=== Records shown ===
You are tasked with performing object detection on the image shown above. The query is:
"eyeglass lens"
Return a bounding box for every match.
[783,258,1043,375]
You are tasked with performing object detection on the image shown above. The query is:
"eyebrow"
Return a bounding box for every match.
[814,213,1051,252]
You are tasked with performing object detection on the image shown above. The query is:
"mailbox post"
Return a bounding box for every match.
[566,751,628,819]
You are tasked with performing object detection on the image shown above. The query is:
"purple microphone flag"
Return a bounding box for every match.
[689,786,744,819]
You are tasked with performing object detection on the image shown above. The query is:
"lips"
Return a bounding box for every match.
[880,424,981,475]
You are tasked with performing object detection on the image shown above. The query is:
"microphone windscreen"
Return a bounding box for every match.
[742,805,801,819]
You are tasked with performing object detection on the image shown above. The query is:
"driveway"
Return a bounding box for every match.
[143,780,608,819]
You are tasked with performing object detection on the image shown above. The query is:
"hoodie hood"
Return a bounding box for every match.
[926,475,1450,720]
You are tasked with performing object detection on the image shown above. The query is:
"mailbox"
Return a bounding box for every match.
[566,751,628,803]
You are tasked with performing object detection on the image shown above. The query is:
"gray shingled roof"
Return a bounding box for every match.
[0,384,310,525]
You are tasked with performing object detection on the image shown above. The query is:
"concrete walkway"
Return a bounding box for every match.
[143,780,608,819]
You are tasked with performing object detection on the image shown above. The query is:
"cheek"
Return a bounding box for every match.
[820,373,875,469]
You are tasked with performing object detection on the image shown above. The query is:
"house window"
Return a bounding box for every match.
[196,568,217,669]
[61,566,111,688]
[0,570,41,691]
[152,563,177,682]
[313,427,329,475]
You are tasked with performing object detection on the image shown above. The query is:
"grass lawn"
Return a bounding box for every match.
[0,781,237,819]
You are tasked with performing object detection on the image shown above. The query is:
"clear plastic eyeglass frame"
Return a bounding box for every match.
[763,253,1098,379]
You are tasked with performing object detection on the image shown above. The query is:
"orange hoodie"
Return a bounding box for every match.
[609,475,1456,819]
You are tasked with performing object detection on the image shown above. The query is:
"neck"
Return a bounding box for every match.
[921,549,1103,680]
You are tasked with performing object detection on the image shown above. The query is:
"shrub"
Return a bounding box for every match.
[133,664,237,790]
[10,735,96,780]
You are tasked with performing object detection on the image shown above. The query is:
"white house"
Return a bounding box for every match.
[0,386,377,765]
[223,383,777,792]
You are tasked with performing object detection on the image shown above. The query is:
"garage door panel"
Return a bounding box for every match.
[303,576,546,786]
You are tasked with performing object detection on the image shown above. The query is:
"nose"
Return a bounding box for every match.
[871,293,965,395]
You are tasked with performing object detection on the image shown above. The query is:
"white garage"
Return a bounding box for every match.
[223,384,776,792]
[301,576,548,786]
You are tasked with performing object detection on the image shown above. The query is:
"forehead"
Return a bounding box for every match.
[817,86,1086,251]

--

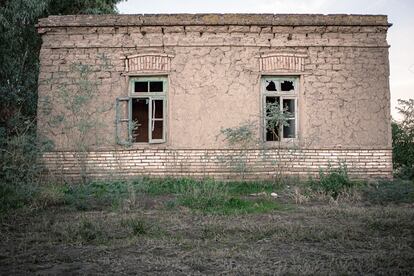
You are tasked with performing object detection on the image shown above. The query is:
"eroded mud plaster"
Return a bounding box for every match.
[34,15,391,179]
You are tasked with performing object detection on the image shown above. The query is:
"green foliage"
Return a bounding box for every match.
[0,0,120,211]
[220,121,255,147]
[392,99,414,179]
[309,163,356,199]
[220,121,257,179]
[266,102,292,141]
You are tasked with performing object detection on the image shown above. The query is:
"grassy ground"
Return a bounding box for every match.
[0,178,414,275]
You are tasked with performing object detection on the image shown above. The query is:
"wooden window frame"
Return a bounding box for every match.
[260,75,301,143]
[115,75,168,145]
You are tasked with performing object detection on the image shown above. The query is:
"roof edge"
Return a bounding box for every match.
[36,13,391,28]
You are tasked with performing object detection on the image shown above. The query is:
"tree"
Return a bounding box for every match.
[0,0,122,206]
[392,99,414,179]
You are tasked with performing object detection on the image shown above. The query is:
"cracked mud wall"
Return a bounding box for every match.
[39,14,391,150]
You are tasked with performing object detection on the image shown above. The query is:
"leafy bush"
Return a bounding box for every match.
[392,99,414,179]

=== Task statement ===
Return every line of the listing above that contains the word "eyeglass", matching case exactly.

=== Solution ===
"eyeglass lens"
"clear plastic eyeglass frame"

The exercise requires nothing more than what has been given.